Exercise objective:
Can you return the article on the 1965 film Kaneez in full, word for word?

Supplied text:
Kaneez is a 1965 Pakistani Urdu black-and-white film directed by Hassan Tariq and produced by Hassan Tariq and Ali Sufiyan Afaqi. Its cast had Waheed Murad, Zeba, Mohammad Ali, Sabiha Khanum, Lehri, Saqi, Adeeb and Talish. The film revolves around a family having high traditions.

A golden jubilee hit film of the year, it won 5 Nigar Awards at the annual ceremony.

Cast
 Zeba
 Waheed Murad
 Mohammad Ali
 Sabiha Khanum
 Talish
 Lehri
 Adeeb
 Emi Minwala
 Gotam
 Imdad Hussain
 Saqi
 Khatana
 Pappu
 Billu
 (Guest appearances: Santosh Kumar, Aslam Parvez, Sabira Sultana, Nasira, Nabeela, Faizi, A. Shah, S. Suleman, Ahmad Rushdi)

Release
Kaneez was released on 26 November 1965 in Pakistani cinemas. The film completed 16 weeks on Naz Cinema and 50 weeks on other cinemas of Karachi and, thus, became a Golden Jubilee film.

Music
The music of the film was composed by Khalil Ahmed and Tasadduq Hussain and the songs were written by Himayat Ali Shair and Agha Hashar Kashmiri. Playback singers were Ahmed Rushdi, Mala, Naseem Begum and Masood Rana. A list of the songs of the film is as follows:

Jab raat dhali... by Ahmed Rushdi and Mala
Ghair ki baton ka akhir aitbaar aahee gaya Sung by Naseem Begum, Written by Agha Hashar Kashmiri. This ghazal song became a super-hit!

Records provided:

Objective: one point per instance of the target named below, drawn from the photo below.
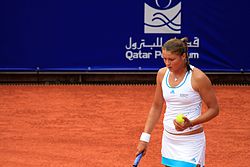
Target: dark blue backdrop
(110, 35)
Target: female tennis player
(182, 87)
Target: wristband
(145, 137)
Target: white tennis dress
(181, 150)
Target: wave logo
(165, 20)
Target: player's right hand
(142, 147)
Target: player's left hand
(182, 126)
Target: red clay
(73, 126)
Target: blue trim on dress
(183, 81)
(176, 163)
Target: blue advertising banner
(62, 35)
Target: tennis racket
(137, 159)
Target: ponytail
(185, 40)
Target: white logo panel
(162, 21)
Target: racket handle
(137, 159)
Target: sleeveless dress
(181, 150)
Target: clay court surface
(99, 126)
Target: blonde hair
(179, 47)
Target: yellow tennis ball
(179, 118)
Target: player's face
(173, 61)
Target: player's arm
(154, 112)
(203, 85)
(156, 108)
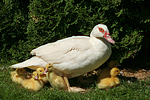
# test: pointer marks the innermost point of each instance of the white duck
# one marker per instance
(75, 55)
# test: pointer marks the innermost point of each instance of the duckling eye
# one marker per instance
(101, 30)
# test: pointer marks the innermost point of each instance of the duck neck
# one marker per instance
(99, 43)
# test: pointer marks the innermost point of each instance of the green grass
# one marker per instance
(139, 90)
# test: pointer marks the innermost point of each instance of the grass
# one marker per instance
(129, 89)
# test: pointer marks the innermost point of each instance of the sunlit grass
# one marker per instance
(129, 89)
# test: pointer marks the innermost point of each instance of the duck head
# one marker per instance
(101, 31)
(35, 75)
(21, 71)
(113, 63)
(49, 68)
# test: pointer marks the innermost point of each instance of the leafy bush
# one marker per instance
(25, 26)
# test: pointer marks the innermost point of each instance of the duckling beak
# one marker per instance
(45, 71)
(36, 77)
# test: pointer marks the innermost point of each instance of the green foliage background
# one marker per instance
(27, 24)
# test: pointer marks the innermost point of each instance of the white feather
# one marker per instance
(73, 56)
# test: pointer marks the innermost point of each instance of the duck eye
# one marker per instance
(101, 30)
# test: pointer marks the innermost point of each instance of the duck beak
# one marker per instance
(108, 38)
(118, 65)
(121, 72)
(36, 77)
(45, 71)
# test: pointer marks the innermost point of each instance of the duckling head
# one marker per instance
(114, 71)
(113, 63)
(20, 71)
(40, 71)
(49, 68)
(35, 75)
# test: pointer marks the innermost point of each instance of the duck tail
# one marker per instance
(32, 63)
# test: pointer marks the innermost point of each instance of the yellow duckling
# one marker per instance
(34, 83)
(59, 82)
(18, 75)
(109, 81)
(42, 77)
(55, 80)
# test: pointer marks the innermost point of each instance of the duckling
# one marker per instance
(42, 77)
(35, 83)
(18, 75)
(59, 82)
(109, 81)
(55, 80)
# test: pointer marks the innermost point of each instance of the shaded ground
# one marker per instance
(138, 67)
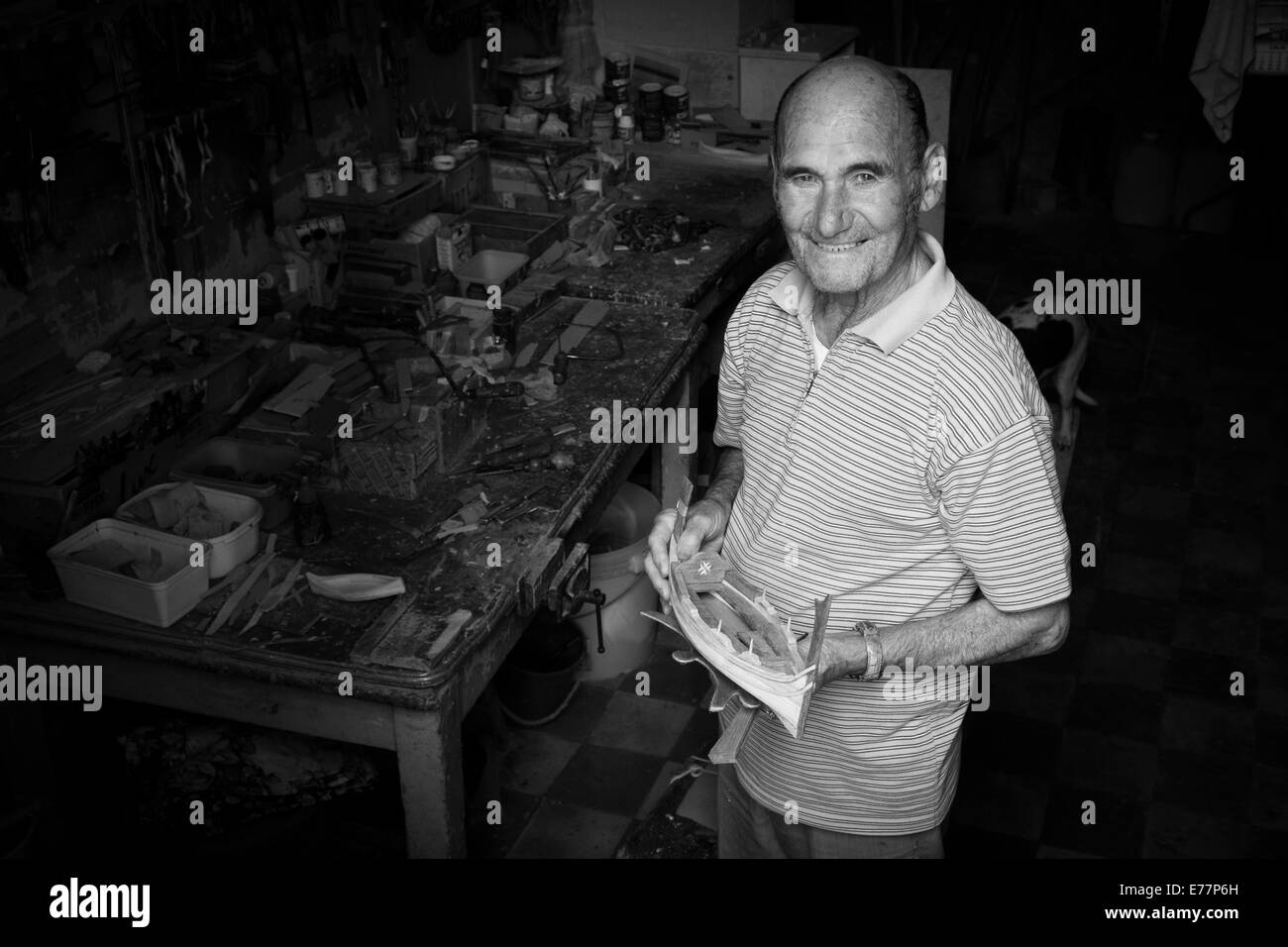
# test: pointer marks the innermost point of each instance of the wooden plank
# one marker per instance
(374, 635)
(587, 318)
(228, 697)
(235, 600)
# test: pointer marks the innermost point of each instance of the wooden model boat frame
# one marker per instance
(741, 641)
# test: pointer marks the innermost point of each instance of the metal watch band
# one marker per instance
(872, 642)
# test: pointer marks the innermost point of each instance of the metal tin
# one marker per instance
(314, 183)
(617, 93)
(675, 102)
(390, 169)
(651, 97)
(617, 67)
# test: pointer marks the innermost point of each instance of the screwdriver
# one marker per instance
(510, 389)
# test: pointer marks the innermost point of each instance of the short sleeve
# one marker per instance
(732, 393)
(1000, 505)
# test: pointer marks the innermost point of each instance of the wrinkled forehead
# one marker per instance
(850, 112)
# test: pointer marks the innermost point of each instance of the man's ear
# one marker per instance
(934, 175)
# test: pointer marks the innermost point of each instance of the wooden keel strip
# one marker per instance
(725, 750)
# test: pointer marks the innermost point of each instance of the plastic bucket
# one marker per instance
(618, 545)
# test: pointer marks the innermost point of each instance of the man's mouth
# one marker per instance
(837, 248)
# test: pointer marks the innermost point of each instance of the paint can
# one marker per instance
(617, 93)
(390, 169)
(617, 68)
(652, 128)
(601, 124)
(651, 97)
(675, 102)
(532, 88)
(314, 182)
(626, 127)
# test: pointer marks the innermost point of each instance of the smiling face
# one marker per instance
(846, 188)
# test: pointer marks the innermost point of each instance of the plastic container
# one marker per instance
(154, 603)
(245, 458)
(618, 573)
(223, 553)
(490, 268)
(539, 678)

==

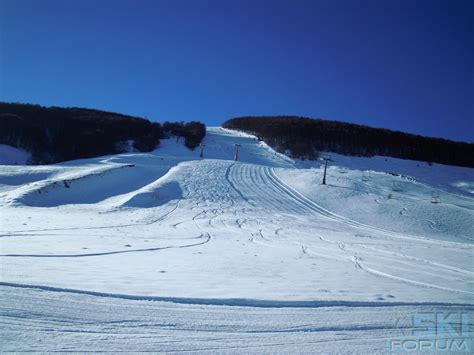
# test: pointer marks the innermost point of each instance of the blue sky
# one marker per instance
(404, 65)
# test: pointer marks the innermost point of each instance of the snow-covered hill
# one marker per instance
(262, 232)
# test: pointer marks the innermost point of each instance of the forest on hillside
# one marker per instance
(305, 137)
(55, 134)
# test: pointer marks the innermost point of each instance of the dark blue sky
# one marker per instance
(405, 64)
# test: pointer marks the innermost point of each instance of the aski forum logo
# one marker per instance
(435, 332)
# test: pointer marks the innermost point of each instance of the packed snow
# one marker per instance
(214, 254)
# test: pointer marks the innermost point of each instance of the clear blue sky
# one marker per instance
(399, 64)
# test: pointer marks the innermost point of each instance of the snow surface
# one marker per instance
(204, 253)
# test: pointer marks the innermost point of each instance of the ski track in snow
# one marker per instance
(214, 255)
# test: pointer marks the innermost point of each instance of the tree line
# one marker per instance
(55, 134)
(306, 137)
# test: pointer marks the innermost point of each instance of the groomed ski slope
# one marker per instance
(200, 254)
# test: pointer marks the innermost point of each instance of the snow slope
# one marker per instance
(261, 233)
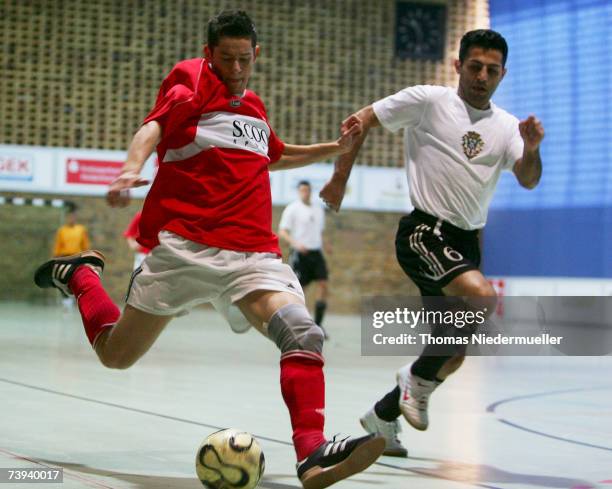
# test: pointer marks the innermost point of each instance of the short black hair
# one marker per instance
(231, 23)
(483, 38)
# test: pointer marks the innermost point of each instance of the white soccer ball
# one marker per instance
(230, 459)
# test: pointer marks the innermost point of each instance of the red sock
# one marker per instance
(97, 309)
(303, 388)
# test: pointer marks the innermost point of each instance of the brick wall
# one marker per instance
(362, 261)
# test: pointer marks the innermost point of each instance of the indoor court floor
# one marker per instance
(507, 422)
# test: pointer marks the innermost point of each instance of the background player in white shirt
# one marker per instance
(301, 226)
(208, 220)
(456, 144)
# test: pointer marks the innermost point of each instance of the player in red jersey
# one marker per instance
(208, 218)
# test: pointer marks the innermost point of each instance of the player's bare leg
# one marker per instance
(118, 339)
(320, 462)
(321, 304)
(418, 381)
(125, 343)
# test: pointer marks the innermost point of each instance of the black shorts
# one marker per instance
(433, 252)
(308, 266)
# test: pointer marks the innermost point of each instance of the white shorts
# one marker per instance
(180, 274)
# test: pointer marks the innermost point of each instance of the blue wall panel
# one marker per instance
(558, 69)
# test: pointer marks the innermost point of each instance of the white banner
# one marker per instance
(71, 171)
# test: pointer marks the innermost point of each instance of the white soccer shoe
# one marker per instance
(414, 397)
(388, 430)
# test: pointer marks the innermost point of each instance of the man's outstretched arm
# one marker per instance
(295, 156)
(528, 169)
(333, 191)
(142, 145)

The result:
Kaneez is a 1965 Pakistani Urdu black-and-white film directed by Hassan Tariq and produced by Hassan Tariq and Ali Sufiyan Afaqi. Its cast had Waheed Murad, Zeba, Mohammad Ali, Sabiha Khanum, Lehri, Saqi, Adeeb and Talish. The film revolves around a family having high traditions.

A golden jubilee hit film of the year, it won 5 Nigar Awards at the annual ceremony.

Cast
 Zeba
 Waheed Murad
 Mohammad Ali
 Sabiha Khanum
 Talish
 Lehri
 Adeeb
 Emi Minwala
 Gotam
 Imdad Hussain
 Saqi
 Khatana
 Pappu
 Billu
 (Guest appearances: Santosh Kumar, Aslam Parvez, Sabira Sultana, Nasira, Nabeela, Faizi, A. Shah, S. Suleman, Ahmad Rushdi)

Release
Kaneez was released on 26 November 1965 in Pakistani cinemas. The film completed 16 weeks on Naz Cinema and 50 weeks on other cinemas of Karachi and, thus, became a Golden Jubilee film.

Music
The music of the film was composed by Khalil Ahmed and Tasadduq Hussain and the songs were written by Himayat Ali Shair and Agha Hashar Kashmiri. Playback singers were Ahmed Rushdi, Mala, Naseem Begum and Masood Rana. A list of the songs of the film is as follows:

Jab raat dhali... by Ahmed Rushdi and Mala
Ghair ki baton ka akhir aitbaar aahee gaya Sung by Naseem Begum, Written by Agha Hashar Kashmiri. This ghazal song became a super-hit!